Шрифт:
Интервал:
Закладка:
Я прослушал в университете неплохой курс теоретической физики. Особенно запомнились те части курса, которые читал И.Е.Тамм. Это был курс «по выбору» – он не был обязательным для математиков. Из нашего математического потока – человек тридцати, записались на него, кажется, только я и Олег Сорокин. Впрочем и физиков было тоже не много. И занятия носили какой то домашний, скорее семинарский характер, нежели обычный лекционный курс. И мы часто отвлекались на отдельные вопросы, возникали полезные, запомянающиеся дискуссии.
Однажды Олег принес статью Гейзенберга, в которой была фраза о том, что нельзя отделить исследователя от объекта исследований. Она повергла всех нас в шоковое состояние. Студенты отчайно заспорили, ничего не понимая в предмете спора, конечно. А преподователь, который нам только что излагал формализм уравнения Шредингера, или, что-то ещё в таком же духе, как теперь я понимаю, тоже был поставлен в тупик этим утверждением одного из отцов квантовой механики. Он высказал лишь то утверждение, которое тогда было стандартным: электрон, всегда электрон, его свойства не зависят от наблюдателя и то, что сказал Гейзенберг есть сплошной идеализм и об этом не стоит размышлять. Мы с Олегом пытались протестовать, но безуспешно. Однако вопрос остался и, что самое обидное, я не мог его даже четко формулировать.

(Блок данных)
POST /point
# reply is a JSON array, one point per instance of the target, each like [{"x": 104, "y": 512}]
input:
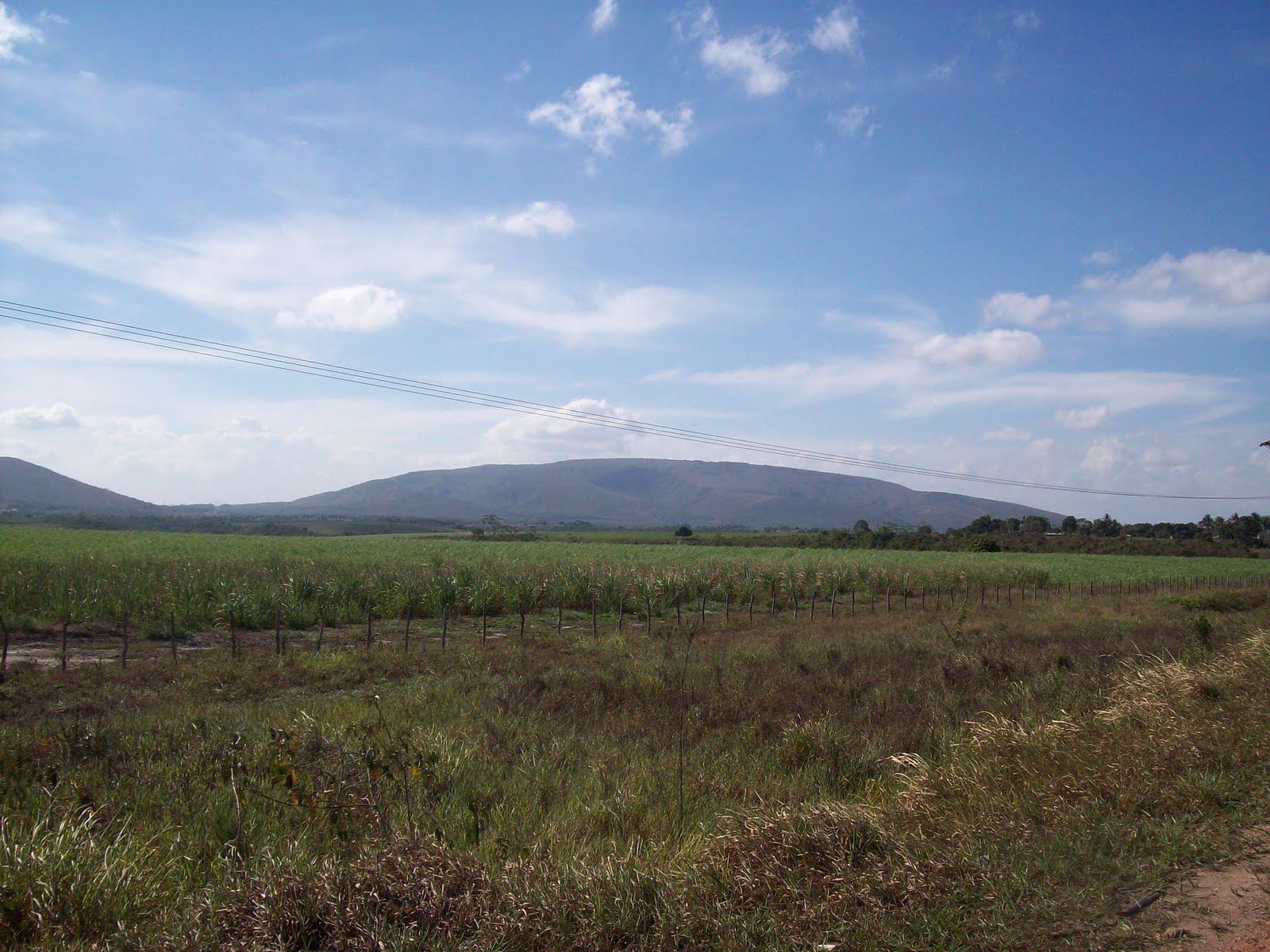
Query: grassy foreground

(Задание 1) Кто, согласно воспоминаниям о курсе теоретической физики, читал те части курса, которые запомнились особенно?
(Задание 2) Продолжите воспоминания о курсе теоретической физики, начав сразу после их последнего предложения.

(Ответ 1) Эти части курса читал И. Е. Тамм.

(Ответ 2)
Прошло много лет, отшумела война и мне самому пришлось читать некоторые разделы теоретической физики. И пришлось по необходимости, вернуться к тому вопросу, который был связан со злополучной фразой Гейзенберга. Вот тогда то я и понял то, о чём говорилось на предыдущих страницах. Выделение любого элемента всегда условно. Он всегда лишь часть целого – часть другой более сложной системы, из которой его выделить иногда просто нельзя, ни при каких обстоятельствах. Вот почему говорить о нем можно тоже только в сослагательном наклонеии. Самого по себе электрона, электрона просто как такового, вне некоторой системы, не существует (впрочем, как и человека, что понял ещё великий Сеченов: человек существует только в единстве плоти, души и окружающей природы, как он говорил).
Произнося слово «электрон» мы имеем в иду лишь вполне определенную интерпретацию некого явления, это есть лишь словестное выражение наблюдаемого явления и раскрытие смысла термина «электрон» и есть задача науки! И она будет зависеть от наблюдателя. Электрон, плюс наблюдатель, вооруженный камерой Вильсона, где мы видим след «электрона», как как и всякой материальной частицы – это одна система, а электрон и дифракционная решётка, где он ведет себя как волновой пакет, некая другая система. И разделить, то есть выделить электрон как таковой, невозможно. А человек наблюдая, всего лишь наблюдая происходящее, уже одним этим вмешивается в протекающие процессы, меняет их ход, пусть в ничтожной степени, но меняет! И не поняв этого, человек не может проникнуть к тем силам природы, которые скрыты в недрах атома.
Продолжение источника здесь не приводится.